___ Provided entries ___

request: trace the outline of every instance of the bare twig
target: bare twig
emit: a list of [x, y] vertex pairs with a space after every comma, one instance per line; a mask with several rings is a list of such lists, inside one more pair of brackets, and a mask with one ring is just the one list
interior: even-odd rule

___
___ Provided entries ___

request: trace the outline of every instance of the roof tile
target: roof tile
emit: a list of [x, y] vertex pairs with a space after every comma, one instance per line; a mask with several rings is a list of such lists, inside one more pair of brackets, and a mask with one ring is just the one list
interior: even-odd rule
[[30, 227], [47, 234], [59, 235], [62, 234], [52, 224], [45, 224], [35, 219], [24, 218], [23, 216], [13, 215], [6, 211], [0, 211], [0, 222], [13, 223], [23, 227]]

___
___ Provided entries ___

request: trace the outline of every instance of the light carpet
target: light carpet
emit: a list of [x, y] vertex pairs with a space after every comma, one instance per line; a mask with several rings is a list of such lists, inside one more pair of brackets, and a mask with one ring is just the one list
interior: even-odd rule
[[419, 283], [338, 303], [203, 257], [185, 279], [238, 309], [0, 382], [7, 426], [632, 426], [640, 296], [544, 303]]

___

> Task instructions:
Write out exactly the lines above between the line with "request: trace the outline of every instance of the bare" and the line with "target: bare twig", inclusive, and nothing beyond them.

> Completed task:
request: trace the outline of every instance of the bare twig
target: bare twig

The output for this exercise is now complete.